**** 所给文字 ****
将上述制备的有效膜面积为9cm2的复合光热转换膜置于装有浓度为30g/L NaCl溶液的蒸发杯上,采用AM 1.5G的模拟太阳光进行照射。称取蒸发杯的初始重量和结束重量,进行蒸汽渗透率的计算。光热蒸汽化效率为93%,蒸汽渗透率为1.4kg/m2.h。
实施例二:
与实施例一的不同在于,
(1)二硫化钼/碳纳米管多孔纳米粉末的制备方法:采用碳纳米管与钼酸铵、硫脲为原料,利用水热法制备出二硫化钼/碳纳米管多孔纳米粉末。称取一定量0.5g钼酸铵、1.5g硫脲、0.5g碳纳米管,质量比1:3:1,放入30ml去离子水中,搅拌均匀后放入水热釜,200℃,反应12h。水洗、离心、干燥获得二硫化钼/碳纳米管粉末。经煅烧温度400℃,煅烧时间2h,获得二硫化钼/碳纳米管多孔纳米粉末,其SEM形貌图见附图4,形成交联状网络结构,其中纳米管状结构直径为80nm。EDS谱图见附图5,其中包含C、O、Mo、S元素峰。
****
◆ 题目要求 A: 这段关于光热转换膜的文字里,光热蒸汽化效率是多少?
◆ 题目要求 B: 请把这段关于光热转换膜的文字中以"(1)二硫化钼/碳纳米管多孔纳米粉末的制备方法"开头的那一段改成简短的要点列表,保留主要数据。
◆ 题目要求 C: 接上这段关于光热转换膜的文字,从最后一句之后往下写。
**** 原始数据 ****
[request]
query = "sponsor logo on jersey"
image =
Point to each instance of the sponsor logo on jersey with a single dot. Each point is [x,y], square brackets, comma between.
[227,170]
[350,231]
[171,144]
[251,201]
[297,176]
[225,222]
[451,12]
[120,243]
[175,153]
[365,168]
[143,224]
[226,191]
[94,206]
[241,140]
****
◆ 最终答案 A: 93%

◆ 最终答案 B:
- 原料:碳纳米管、钼酸铵、硫脲,用水热法制备
- 配料:0.5g钼酸铵、1.5g硫脲、0.5g碳纳米管(质量比1:3:1),加入30ml去离子水搅匀
- 水热反应:装入水热釜,200℃反应12h
- 后处理:水洗、离心、干燥,得到二硫化钼/碳纳米管粉末
- 煅烧:400℃煅烧2h,得到多孔纳米粉末
- SEM(附图4):交联状网络结构,纳米管直径80nm
- EDS(附图5):含C、O、Mo、S元素峰

◆ 最终答案 C:
(2)改性聚乙二醇水凝胶制备:称取0.5g聚乙二醇加入去离子水,90℃,搅拌12h,放入水热釜,180℃,反应4h。加入0.05g戊二醛,加入质量比1:0.1。获得交联的聚乙二醇。
(3)二硫化钼/碳纳米管/聚乙烯醇基多孔光热材料制备方法:将二硫化钼/碳纳米管粉末加入到改性聚乙烯醇中,搅拌均匀性后获得复合水凝胶,放置过夜消除其中的气泡,再涂敷在聚醚砜泡沫表面。复合水凝胶各组分的质量分数为:二硫化钼/碳纳米管:改性聚乙烯醇质量比:5wt%。涂敷层厚度3μm。
将上述制备的有效膜面积为9cm2的复合光热转换膜置于装有浓度为30g/L NaCl溶液的蒸发杯上,采用光强度为1sun的模拟太阳光进行照射。称取蒸发杯的初始重量和结束重量,进行蒸汽渗透率的计算。光-蒸汽能量转化效率为85%,蒸汽渗透率为1.2kg/m2.h。
用万能材料试验机对此复合水凝胶进行拉伸性能测试,见附图6所示,其断裂强度为25MPa,断裂延伸率为180%。而改性的PVA断裂强度仅为13MPa,断裂延伸率为283%。断裂强度增加1.9倍。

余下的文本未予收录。